Locate every line in the entries below that contains the word "fence", and copy each of those lines.

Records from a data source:

------------------------

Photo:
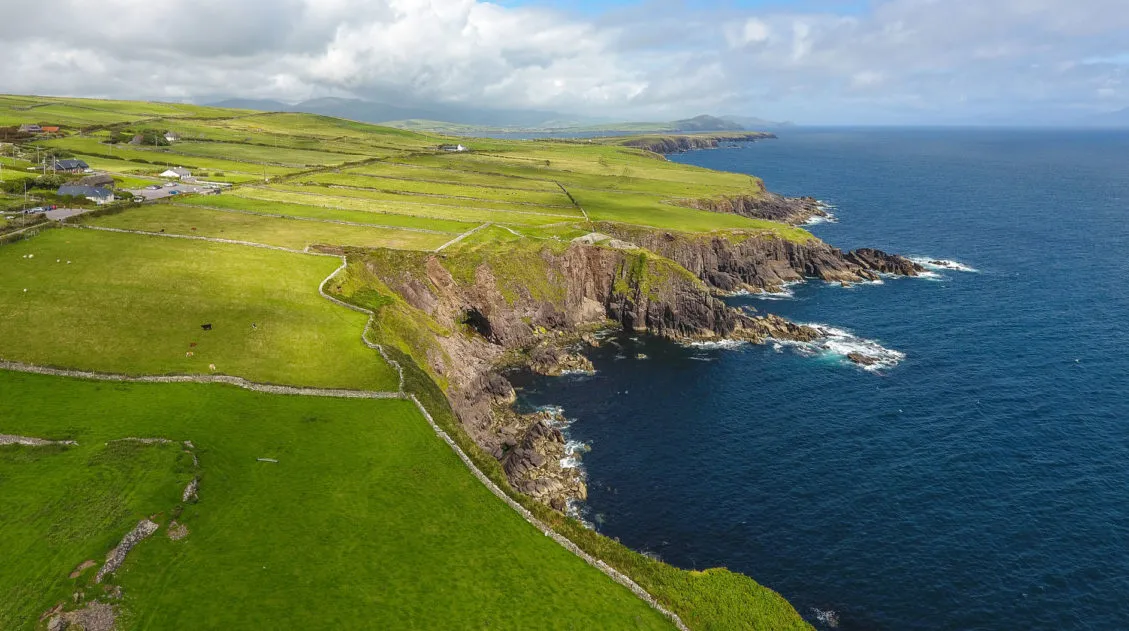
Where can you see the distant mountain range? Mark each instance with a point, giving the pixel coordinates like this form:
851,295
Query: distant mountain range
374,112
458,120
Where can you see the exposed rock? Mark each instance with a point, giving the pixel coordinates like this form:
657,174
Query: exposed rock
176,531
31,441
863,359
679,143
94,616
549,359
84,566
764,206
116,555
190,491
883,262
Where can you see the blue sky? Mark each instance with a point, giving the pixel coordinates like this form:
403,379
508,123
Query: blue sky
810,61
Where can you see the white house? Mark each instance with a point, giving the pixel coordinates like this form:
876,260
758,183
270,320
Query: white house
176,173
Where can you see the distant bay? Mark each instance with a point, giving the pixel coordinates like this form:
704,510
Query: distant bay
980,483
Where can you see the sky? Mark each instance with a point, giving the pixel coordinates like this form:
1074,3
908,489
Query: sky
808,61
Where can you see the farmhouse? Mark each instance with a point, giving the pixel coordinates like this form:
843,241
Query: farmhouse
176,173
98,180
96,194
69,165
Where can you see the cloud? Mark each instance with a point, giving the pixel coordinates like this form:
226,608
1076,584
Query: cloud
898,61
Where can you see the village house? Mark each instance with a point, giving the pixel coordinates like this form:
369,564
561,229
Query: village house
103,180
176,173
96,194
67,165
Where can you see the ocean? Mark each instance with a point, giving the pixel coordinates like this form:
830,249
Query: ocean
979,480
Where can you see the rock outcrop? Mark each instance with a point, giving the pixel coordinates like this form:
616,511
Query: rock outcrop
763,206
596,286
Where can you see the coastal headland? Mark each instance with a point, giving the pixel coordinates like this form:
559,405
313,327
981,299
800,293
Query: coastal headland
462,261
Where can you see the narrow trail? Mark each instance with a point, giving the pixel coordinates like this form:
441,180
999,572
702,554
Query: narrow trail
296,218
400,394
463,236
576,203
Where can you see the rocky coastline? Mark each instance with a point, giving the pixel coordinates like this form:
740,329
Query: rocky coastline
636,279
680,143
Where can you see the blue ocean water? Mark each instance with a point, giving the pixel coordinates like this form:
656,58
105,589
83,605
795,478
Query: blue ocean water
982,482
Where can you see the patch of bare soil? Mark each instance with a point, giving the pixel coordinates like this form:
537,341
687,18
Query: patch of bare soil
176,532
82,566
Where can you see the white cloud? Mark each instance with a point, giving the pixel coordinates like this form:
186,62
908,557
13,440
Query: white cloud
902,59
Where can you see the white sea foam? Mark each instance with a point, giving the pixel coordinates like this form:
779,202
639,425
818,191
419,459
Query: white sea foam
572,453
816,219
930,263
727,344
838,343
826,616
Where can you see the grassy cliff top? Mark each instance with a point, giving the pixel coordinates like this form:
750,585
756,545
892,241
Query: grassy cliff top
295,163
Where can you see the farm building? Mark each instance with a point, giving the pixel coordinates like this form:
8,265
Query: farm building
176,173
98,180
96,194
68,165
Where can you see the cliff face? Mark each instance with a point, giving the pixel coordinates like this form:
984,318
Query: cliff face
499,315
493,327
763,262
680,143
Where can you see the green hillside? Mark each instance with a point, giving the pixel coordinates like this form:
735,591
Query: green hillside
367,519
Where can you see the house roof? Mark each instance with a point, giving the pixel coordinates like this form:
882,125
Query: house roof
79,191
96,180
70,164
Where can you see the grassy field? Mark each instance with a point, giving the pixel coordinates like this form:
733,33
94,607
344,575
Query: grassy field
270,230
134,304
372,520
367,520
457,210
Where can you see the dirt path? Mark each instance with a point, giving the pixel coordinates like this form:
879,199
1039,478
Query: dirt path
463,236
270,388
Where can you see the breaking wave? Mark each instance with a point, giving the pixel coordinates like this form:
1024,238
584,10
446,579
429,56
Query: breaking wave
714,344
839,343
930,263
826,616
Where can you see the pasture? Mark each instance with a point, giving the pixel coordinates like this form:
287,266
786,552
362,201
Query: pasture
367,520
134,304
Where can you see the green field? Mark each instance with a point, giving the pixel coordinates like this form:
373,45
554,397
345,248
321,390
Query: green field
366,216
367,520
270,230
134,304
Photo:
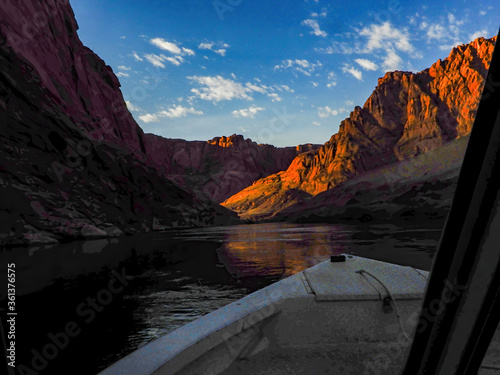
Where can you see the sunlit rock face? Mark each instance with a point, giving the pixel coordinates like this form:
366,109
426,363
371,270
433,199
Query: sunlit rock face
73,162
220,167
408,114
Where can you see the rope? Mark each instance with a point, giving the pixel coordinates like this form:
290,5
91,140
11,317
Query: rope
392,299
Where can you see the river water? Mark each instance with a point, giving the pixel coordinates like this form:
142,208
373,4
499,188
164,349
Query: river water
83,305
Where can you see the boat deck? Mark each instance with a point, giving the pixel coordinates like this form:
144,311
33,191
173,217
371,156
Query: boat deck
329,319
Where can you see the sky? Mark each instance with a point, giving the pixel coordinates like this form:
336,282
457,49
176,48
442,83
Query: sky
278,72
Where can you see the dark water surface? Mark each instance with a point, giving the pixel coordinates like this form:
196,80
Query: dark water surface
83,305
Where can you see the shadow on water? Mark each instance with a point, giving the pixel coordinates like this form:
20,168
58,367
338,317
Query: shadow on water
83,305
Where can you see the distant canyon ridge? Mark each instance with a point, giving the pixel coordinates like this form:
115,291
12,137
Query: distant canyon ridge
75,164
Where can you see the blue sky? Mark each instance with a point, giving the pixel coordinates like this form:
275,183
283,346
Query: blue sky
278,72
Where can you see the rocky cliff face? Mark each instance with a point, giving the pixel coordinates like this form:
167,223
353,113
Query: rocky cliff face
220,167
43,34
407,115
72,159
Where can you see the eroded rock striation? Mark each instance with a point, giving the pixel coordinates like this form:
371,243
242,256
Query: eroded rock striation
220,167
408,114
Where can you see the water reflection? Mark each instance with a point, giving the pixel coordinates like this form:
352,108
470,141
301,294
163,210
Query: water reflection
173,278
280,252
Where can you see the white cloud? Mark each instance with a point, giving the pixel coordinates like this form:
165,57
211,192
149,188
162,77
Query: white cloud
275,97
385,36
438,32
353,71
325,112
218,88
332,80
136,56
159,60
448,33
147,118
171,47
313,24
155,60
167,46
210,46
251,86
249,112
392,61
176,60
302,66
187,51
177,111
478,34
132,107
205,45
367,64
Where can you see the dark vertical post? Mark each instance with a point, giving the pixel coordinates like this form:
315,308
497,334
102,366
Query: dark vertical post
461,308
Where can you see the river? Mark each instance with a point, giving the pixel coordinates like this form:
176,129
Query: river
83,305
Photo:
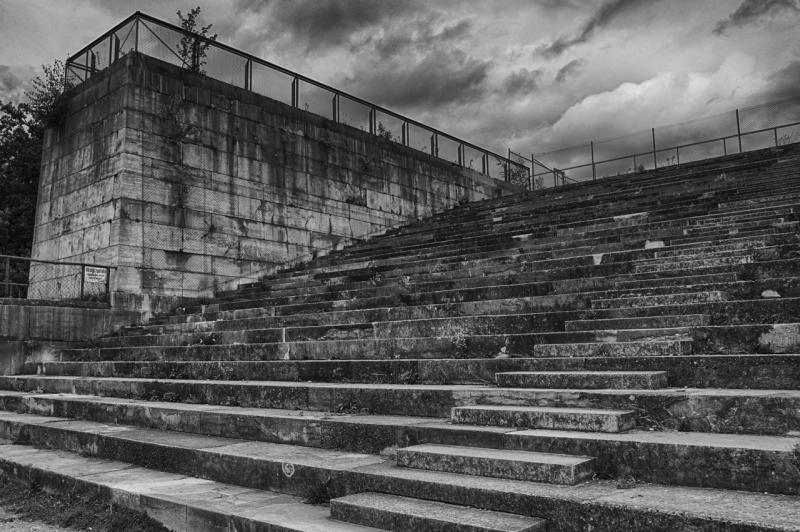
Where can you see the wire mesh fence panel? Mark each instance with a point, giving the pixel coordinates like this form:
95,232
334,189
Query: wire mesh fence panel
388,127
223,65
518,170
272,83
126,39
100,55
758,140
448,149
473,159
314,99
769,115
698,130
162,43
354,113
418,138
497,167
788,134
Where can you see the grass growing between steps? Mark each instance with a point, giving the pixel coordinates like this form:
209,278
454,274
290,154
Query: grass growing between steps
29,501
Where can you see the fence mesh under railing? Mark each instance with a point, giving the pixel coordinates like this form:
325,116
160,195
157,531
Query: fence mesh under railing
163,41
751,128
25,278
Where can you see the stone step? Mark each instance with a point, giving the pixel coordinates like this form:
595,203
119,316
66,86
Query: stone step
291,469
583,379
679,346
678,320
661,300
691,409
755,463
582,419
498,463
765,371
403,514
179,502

------------------------

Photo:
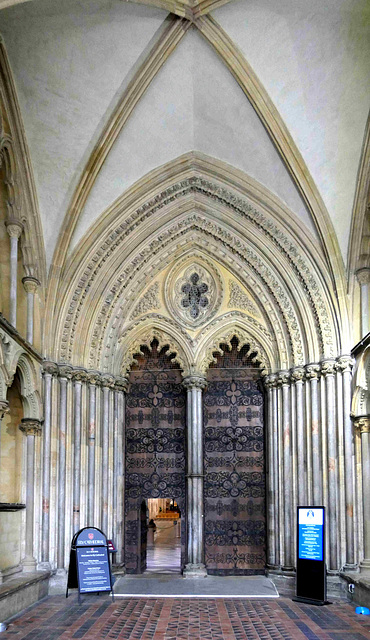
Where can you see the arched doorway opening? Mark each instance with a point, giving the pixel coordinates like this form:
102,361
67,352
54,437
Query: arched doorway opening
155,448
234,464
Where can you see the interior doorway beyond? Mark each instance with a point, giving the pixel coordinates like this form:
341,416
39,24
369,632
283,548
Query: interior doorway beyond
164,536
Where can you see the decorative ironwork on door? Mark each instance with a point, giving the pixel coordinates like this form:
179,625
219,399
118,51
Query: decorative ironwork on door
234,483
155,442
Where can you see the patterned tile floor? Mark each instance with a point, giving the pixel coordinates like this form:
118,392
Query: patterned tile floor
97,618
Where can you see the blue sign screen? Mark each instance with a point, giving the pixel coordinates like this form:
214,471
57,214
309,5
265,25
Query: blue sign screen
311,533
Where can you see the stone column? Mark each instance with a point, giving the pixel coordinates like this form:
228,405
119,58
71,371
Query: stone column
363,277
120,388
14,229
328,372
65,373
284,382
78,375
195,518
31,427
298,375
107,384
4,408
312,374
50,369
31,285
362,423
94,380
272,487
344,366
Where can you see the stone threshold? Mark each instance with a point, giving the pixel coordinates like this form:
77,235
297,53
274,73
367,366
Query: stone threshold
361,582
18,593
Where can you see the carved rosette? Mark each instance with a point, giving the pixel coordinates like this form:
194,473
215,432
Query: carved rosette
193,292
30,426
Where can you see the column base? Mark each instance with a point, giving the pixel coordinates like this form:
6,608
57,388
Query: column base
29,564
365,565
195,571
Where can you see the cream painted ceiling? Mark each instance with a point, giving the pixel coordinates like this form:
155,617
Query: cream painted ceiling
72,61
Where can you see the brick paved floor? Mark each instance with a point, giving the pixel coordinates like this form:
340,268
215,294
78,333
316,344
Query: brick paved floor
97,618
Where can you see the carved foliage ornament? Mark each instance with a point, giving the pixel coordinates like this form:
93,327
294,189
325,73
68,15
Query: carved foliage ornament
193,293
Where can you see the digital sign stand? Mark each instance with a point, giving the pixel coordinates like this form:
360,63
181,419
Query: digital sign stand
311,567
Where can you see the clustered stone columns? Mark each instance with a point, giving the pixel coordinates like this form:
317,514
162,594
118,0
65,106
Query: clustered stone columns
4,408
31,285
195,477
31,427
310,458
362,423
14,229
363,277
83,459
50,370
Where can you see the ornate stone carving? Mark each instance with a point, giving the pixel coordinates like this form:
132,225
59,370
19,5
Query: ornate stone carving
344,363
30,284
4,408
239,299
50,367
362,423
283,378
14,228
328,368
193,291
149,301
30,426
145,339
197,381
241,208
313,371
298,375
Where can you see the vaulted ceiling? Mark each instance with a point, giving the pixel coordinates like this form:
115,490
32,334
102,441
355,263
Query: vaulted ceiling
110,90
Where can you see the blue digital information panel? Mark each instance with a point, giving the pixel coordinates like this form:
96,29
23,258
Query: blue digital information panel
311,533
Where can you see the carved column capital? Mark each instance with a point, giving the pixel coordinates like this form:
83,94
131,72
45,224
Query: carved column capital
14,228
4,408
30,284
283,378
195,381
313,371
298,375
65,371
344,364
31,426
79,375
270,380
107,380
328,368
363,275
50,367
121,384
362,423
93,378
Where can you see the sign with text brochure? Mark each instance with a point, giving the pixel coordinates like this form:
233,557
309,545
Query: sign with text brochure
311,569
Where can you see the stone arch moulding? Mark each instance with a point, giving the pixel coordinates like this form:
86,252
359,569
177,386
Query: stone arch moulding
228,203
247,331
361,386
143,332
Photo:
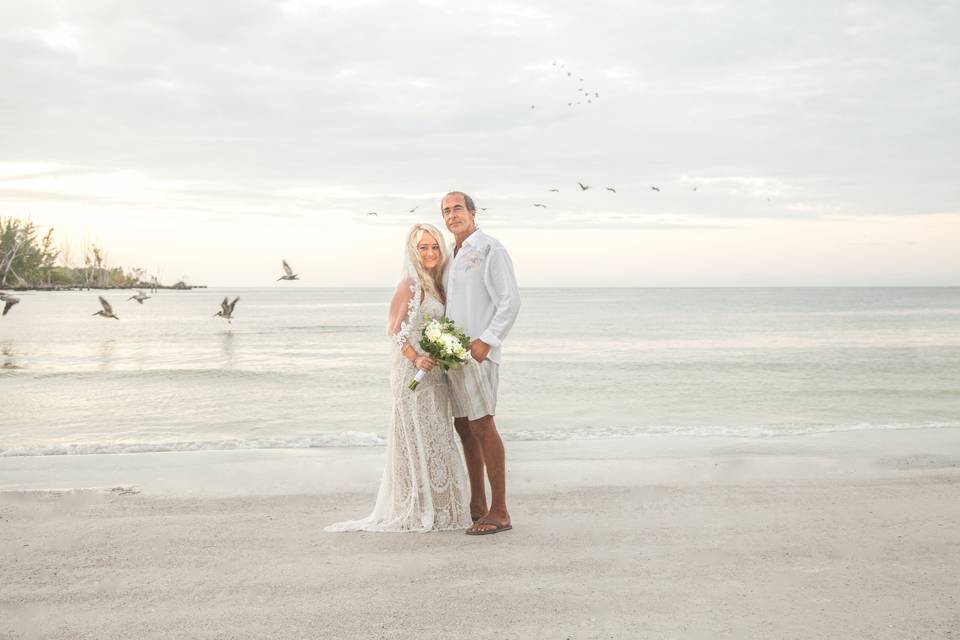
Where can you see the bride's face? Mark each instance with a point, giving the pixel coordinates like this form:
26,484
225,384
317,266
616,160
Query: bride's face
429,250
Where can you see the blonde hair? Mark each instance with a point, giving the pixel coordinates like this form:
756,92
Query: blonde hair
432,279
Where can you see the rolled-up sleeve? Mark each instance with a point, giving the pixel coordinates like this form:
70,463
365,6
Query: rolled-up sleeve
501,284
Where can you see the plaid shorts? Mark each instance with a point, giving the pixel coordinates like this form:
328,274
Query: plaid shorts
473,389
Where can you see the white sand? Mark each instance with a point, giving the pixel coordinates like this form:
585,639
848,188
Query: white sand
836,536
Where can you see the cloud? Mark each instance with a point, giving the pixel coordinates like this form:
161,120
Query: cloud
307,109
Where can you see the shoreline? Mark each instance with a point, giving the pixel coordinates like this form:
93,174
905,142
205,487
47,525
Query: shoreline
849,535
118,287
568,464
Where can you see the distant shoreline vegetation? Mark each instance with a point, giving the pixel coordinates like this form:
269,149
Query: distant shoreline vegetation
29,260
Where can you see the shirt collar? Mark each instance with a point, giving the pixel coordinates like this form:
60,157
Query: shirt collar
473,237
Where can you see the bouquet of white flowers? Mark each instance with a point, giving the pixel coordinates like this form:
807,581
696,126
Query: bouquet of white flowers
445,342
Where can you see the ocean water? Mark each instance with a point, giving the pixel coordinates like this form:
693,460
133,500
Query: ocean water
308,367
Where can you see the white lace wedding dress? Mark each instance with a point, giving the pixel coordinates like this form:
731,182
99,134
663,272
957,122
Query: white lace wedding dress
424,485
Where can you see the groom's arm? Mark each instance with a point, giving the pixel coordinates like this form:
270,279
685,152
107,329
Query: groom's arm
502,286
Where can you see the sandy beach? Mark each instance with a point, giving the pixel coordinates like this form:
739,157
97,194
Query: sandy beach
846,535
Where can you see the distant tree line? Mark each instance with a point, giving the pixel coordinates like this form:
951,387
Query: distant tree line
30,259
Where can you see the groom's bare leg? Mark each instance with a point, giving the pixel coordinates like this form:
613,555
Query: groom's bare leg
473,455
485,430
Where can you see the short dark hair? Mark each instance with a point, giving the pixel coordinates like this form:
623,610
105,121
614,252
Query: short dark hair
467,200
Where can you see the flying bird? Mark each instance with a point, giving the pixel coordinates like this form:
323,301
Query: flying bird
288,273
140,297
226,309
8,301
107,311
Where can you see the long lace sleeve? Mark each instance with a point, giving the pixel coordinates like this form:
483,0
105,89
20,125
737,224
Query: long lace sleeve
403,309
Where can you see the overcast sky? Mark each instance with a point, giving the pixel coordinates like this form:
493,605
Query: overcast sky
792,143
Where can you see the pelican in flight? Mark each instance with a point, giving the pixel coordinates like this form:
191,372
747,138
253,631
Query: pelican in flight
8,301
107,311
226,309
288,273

------------------------

SOLVED EXERCISE:
Where can you see the wire mesh fence panel? Mark each instance with a point, giving the pixel coordinates like this form:
Query: wire mesh fence panel
Where can you see the fence mesh under railing? Mark each instance with a point, giving the pixel coordinates like this form:
Query: fence mesh under railing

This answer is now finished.